## Tarefa
Reproduza sem alterações as linhas dos registros abaixo, do início dos registros até a linha que contém "column 458, row 196", com as duas pontas incluídas. Deixe as imagens fora da resposta.

## Trechos de dados de anotação de pontos
▼
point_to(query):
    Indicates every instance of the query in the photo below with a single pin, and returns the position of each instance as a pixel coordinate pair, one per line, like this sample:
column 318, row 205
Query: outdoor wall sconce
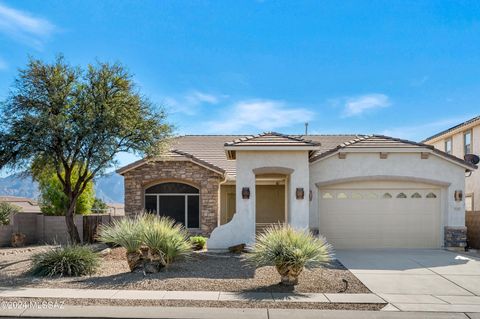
column 245, row 193
column 300, row 193
column 458, row 196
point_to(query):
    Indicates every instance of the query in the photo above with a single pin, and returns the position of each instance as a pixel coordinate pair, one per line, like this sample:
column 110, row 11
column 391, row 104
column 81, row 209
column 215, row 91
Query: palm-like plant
column 166, row 240
column 290, row 251
column 127, row 233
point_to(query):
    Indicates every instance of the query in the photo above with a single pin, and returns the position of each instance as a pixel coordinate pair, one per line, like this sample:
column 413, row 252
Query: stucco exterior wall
column 472, row 183
column 242, row 227
column 398, row 165
column 207, row 181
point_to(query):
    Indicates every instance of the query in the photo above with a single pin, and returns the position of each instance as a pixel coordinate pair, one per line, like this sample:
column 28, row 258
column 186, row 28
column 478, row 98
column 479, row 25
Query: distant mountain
column 108, row 187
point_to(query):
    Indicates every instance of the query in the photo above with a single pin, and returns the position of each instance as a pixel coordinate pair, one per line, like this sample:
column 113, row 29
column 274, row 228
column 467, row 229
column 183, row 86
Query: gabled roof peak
column 271, row 139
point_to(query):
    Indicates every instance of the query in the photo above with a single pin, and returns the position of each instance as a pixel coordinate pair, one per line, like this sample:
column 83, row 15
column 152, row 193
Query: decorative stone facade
column 207, row 181
column 455, row 237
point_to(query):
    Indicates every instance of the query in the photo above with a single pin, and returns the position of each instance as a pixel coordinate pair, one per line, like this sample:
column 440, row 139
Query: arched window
column 342, row 195
column 176, row 200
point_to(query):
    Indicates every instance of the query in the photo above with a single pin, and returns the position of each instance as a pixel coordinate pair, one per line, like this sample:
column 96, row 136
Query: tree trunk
column 71, row 227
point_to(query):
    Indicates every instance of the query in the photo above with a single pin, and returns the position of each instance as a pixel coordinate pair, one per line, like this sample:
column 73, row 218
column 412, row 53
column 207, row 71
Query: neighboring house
column 460, row 140
column 359, row 191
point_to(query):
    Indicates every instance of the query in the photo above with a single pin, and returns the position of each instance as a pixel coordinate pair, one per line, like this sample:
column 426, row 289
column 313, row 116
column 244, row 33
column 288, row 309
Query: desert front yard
column 202, row 272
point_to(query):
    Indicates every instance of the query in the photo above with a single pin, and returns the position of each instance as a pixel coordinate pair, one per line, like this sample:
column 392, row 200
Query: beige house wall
column 472, row 182
column 270, row 205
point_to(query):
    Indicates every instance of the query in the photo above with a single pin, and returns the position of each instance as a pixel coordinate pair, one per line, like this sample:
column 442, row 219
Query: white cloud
column 355, row 106
column 260, row 115
column 190, row 102
column 420, row 81
column 23, row 27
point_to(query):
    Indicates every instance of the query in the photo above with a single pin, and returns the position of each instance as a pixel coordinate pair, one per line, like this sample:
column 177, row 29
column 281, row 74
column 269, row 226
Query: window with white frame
column 448, row 146
column 179, row 201
column 467, row 142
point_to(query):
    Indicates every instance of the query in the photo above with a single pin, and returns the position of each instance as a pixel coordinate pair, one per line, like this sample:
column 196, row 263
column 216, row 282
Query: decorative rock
column 455, row 236
column 237, row 249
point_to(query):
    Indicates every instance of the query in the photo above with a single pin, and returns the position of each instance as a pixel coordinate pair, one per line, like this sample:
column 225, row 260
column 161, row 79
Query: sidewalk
column 186, row 295
column 396, row 302
column 221, row 313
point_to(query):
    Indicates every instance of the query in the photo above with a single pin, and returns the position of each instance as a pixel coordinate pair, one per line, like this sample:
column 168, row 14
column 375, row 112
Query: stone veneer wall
column 455, row 237
column 472, row 220
column 207, row 181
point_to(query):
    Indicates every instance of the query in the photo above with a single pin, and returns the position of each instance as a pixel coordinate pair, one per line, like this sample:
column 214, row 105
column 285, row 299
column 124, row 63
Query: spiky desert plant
column 68, row 261
column 166, row 240
column 127, row 233
column 290, row 251
column 198, row 242
column 7, row 211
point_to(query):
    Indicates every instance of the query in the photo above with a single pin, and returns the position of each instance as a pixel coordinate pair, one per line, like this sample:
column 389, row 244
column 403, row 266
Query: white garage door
column 381, row 215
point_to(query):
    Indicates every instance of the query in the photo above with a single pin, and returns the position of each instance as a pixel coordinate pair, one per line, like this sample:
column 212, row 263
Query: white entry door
column 381, row 215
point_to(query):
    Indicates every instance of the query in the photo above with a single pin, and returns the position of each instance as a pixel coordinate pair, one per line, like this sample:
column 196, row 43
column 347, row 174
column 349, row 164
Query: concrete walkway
column 221, row 313
column 185, row 295
column 396, row 302
column 418, row 280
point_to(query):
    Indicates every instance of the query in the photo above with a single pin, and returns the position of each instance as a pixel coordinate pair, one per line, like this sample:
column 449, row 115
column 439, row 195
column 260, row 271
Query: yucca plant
column 127, row 233
column 290, row 251
column 198, row 242
column 65, row 261
column 166, row 240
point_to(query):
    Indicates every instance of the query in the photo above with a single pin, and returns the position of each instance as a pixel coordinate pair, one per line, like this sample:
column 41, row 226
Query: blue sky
column 401, row 68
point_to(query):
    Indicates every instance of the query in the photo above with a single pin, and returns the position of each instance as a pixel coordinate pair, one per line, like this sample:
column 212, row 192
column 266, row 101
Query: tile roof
column 453, row 128
column 271, row 139
column 209, row 150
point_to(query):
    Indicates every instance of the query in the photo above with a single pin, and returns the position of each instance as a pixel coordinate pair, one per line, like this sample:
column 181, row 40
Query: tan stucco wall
column 472, row 183
column 242, row 227
column 270, row 206
column 398, row 165
column 227, row 203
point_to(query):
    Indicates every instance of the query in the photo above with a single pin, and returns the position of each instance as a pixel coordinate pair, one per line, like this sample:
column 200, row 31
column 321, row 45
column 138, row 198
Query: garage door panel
column 356, row 218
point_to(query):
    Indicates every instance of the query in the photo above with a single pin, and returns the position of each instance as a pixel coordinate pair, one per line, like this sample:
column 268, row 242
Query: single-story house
column 359, row 191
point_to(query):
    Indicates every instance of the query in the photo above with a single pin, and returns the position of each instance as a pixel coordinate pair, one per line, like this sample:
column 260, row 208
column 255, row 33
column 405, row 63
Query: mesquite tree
column 75, row 118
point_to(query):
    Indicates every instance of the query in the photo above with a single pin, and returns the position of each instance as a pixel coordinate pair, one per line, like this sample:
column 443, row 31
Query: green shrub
column 7, row 211
column 68, row 261
column 163, row 236
column 289, row 250
column 198, row 242
column 125, row 232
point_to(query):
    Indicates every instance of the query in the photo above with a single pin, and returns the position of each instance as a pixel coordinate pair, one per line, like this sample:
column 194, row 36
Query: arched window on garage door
column 176, row 200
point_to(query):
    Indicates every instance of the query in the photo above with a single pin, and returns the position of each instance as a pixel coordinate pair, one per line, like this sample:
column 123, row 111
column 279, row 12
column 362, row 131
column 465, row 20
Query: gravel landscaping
column 203, row 272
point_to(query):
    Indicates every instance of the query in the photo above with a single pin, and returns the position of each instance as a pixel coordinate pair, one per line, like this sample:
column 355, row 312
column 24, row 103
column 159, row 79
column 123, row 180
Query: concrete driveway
column 416, row 272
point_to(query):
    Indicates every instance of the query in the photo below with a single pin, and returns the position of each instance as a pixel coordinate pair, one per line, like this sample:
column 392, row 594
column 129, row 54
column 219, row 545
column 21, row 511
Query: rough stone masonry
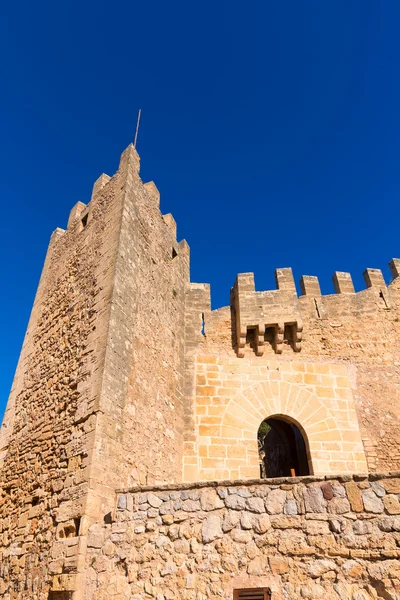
▲
## Solução
point_to(query):
    Indicates every instance of the query in the photo below with a single pin, and returns the position of each instance as a pixel coordinate pair, one per line, like this sample:
column 318, row 205
Query: outdoor wall sconce
column 245, row 193
column 300, row 193
column 458, row 196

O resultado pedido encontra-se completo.